> _Task statement_
Rename "bounding box" to "rectangle" throughout the rows below, and leave everything else unchanged.
=== Records for this task ===
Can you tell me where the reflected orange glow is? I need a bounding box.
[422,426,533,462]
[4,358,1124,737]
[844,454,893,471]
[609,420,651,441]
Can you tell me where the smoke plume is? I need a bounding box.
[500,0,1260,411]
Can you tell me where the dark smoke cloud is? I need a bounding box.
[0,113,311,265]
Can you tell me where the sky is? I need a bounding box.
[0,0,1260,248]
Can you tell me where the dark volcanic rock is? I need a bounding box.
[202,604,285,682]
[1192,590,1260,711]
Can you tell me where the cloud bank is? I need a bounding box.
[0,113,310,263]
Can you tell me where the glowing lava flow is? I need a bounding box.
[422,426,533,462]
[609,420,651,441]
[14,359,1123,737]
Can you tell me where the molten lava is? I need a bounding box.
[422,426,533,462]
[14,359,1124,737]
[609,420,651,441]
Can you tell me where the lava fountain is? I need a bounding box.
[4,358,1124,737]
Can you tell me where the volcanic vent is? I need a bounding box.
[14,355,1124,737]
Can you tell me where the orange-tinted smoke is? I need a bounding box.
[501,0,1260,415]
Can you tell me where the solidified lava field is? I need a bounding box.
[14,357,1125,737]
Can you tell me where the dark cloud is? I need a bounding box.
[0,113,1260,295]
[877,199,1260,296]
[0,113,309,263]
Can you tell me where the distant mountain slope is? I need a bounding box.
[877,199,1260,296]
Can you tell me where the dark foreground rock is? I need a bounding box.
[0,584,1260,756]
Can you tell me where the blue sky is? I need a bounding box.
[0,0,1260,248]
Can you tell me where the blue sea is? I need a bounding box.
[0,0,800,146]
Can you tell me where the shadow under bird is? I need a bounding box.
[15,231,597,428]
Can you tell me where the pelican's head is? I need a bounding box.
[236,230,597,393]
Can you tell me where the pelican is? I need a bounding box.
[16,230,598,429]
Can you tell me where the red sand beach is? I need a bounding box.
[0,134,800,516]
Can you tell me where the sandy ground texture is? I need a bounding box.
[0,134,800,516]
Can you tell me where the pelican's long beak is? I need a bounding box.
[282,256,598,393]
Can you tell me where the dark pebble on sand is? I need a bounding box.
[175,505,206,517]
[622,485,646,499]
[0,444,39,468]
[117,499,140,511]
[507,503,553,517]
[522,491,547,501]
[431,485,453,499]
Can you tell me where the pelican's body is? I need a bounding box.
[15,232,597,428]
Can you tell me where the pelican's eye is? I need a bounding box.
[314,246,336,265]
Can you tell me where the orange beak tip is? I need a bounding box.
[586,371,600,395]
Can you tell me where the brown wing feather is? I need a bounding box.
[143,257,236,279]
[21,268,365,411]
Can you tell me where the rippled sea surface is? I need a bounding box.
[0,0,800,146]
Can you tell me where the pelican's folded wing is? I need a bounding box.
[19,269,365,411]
===
> _Solved problem_
Can you tell me where the reflected orange glow is? I need a rectangle.
[422,426,533,462]
[4,358,1124,737]
[844,454,893,471]
[609,420,651,441]
Can you tell me where the smoke plume is? I need a rectangle.
[500,0,1260,411]
Can you tell me where the dark smoke cloud is? I need a rectangle.
[0,113,311,265]
Can you tell me where the sky is? I need a rectangle.
[0,0,1260,248]
Can you tell me where the dark volcanic rock is? I need a rectangle.
[202,604,285,682]
[1192,590,1260,711]
Can you tell me where the cloud bank is? I need a rectangle.
[0,113,310,263]
Can you tell me where the glowing lava flow is? I need a rectangle.
[422,426,533,462]
[609,420,651,441]
[14,359,1123,737]
Can you tell me where the molten lava is? I need a rectangle.
[422,426,533,462]
[14,359,1124,737]
[609,420,651,441]
Can you tell me where the lava fountain is? I need a rectangle.
[4,358,1124,737]
Can you tell me where the volcanic vent is? I need a rectangle.
[14,355,1124,737]
Can you tell me where the orange-tinted smoke is? I need a rectangle.
[501,0,1260,415]
Can you tell me where the solidified lava field is? I need a rectangle.
[14,357,1125,737]
Can you tell me where the dark cloud is? I need a rectangle.
[0,113,1260,295]
[877,199,1260,296]
[0,113,309,263]
Can you tell me where the distant mountain slope is? I need a rectangle.
[877,199,1260,296]
Can you tell me where the dark foreground rock is? I need a rectangle.
[0,584,1260,756]
Can you tell me where the blue sky is? I need a rectangle.
[0,0,1260,248]
Can you tell me where the blue sea is? I need a rectangle.
[0,0,800,146]
Can you tell me where the shadow under bird is? I need a rectangle.
[15,231,597,428]
Can you tell me where the pelican's head is? I need a rectangle.
[236,230,597,393]
Can you tell me where the pelican is? I need a rectangle.
[16,230,598,429]
Can you tell me where the red sand beach is? I need a rectangle.
[0,134,800,516]
Can you tell me where the sandy ground texture is? I need a rectangle.
[0,134,800,516]
Can you tell me where the pelican's long beak is? I need a rectangle.
[282,256,598,393]
Can you tell me where the dark pebble on sand is? I need a rectangle.
[175,505,206,517]
[622,485,646,499]
[0,444,39,468]
[117,499,140,511]
[507,503,553,517]
[522,491,547,501]
[431,485,453,499]
Can you tell me where the pelican's body is? I need a rectangle.
[15,232,597,428]
Can you tell me where the pelican's eye is? I need a rectangle.
[314,246,336,265]
Can you tell me where the orange beak tip is? I need a rectangle.
[586,371,600,395]
Can you tell me where the brown wing feather is? I need a rectangle.
[143,257,236,279]
[21,268,365,411]
Can you tell me where the rippled sea surface is? I need a rectangle.
[0,0,800,146]
Can you tell me where the pelican's folded wing is? I need a rectangle.
[19,269,365,411]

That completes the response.